#### [Assigned task]
The records below are to be output exactly, except for their pictures.
--- Input data Enclosed Below ---
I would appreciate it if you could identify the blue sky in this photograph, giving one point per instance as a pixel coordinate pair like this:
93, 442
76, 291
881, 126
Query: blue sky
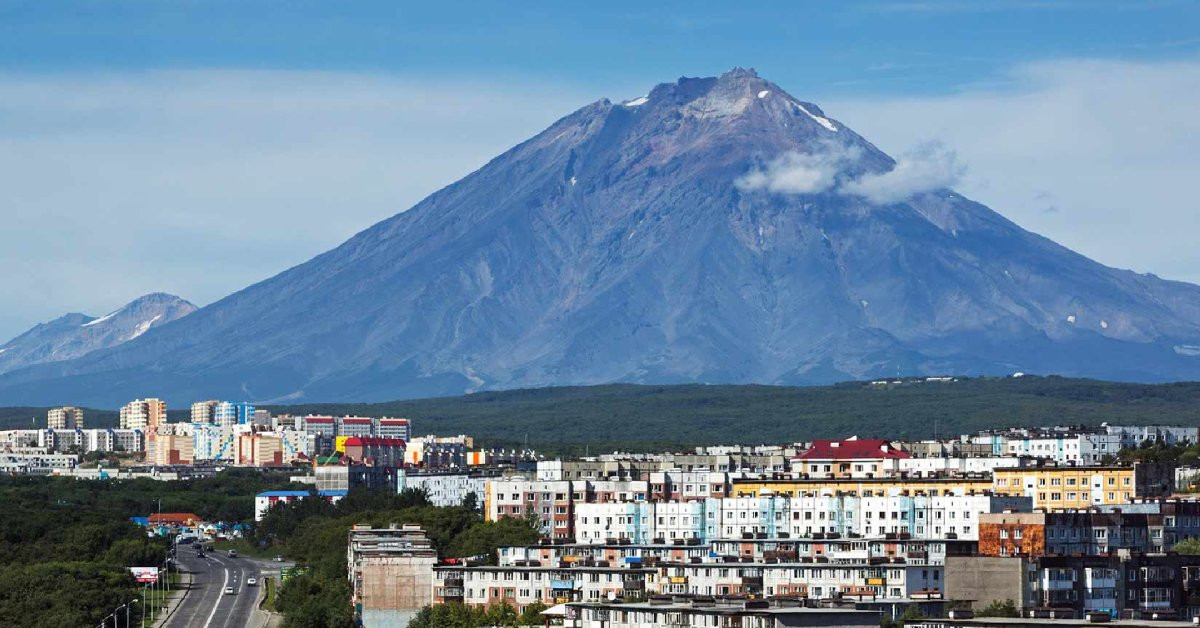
199, 147
834, 48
--- End of Enclosed Input data ---
#### [Answer to the exercise]
I would appreciate it if you could identify the blue sky in this photograph, giving one point per instance as a pixel coordinate pair like this:
93, 442
76, 291
881, 126
Query: blue sky
199, 147
834, 48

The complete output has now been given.